PAGE EXCERPT

Anonymous Monk has asked for the wisdom of the Perl Monks concerning the following question:

I have a file like:
Product: redball This is for Mike. greenball This is for Dave. Product: smallbox This is for apples bigbox This is for orange

I need to print out like:

redball + greenball = ball smallbox + bigbox = box

2004-10-27 Edited by Arunbear: Changed title from 'How do you get the vallues from mone than one lines?', and added code tags

Replies are listed 'Best First'.
Re: Extract first word from certain lines in a file
by CountZero (Bishop) on Oct 25, 2004 at 21:26 UTC
    Do you have a list of the various products or does the program have to find out all by itself? e.g. the name of the product is the common part between the first word each line within a product section: redball greenball -> ball

    But what will you do with: hugespoon and littlespoon -> espoon?

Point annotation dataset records
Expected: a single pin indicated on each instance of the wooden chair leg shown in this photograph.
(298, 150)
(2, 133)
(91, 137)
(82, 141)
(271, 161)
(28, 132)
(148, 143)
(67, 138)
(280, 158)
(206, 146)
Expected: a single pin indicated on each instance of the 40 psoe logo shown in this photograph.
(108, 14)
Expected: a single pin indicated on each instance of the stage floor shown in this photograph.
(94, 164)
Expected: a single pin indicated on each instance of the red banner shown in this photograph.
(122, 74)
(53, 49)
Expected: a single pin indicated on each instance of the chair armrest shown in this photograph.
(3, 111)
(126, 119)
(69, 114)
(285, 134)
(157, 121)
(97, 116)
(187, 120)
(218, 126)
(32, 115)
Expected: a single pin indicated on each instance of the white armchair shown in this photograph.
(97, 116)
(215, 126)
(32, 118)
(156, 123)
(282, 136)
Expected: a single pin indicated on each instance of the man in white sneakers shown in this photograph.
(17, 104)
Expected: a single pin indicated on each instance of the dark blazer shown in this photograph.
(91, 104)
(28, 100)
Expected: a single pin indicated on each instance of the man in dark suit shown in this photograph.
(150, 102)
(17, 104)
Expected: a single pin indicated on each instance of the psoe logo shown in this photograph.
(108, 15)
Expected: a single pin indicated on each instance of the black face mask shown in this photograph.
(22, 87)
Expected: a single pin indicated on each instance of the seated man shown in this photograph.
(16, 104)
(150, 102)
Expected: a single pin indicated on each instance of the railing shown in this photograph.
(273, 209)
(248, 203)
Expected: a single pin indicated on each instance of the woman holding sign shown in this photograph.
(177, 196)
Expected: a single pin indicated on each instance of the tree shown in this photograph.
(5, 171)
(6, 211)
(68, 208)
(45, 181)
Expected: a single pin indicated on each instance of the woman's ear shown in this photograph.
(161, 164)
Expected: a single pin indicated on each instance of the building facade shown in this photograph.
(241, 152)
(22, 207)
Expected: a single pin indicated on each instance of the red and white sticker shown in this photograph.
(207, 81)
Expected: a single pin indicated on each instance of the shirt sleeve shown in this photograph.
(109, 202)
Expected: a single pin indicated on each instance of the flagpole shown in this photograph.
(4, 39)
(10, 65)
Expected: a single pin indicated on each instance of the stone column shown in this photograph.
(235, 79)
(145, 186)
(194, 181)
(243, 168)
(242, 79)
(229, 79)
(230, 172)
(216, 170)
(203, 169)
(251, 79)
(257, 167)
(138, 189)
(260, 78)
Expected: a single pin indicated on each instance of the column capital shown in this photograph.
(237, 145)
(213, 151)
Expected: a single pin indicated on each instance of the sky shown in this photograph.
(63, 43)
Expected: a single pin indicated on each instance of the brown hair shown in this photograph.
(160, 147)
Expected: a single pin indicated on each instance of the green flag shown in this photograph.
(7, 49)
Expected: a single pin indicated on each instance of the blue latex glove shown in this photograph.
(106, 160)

WORK TO DO
[A] Answer these questions about the Perl Monks thread:
(i) Who edited the original question, and on what date?
(ii) According to the question, what output line should the products smallbox and bigbox produce?
(iii) Which pair of product names does the reply by CountZero give as a troublesome case, and what result does it yield?
[B] Extend the Perl Monks thread on extracting the first word from certain lines, starting after its final sentence.

EXPECTED RESULTS
[A]
(i) Arunbear, on 2004-10-27.
(ii) smallbox + bigbox = box
(iii) hugespoon and littlespoon, which yields espoon.

[B]
    CountZero

    "If you have four groups working on a compiler, you'll get a 4-pass compiler." - Conway's Law

Re: Extract first word from certain lines in a file
by ides (Deacon) on Oct 25, 2004 at 21:16 UTC

    Your question isn't very clear. I have no idea what you mean by redball + greenball = ball.

    If you are trying to get multiple lines from a file it is usually good to accumulate the information you retrieve from the file, between Product: markers, as either a scalar with both lines inside of it or as an array with one line per array element.

    Maybe if you rephrase your question we can help you out.

    Frank Wiles <frank@wiles.org>
    http://www.wiles.org

Re: Extract first word from certain lines in a file
by ikegami (Patriarch) on Oct 25, 2004 at 21:26 UTC
    I don't quite understand either, but it sounds like a Longuest Common Substring problem. I found a thread (seemingly) discussing LCS in depth.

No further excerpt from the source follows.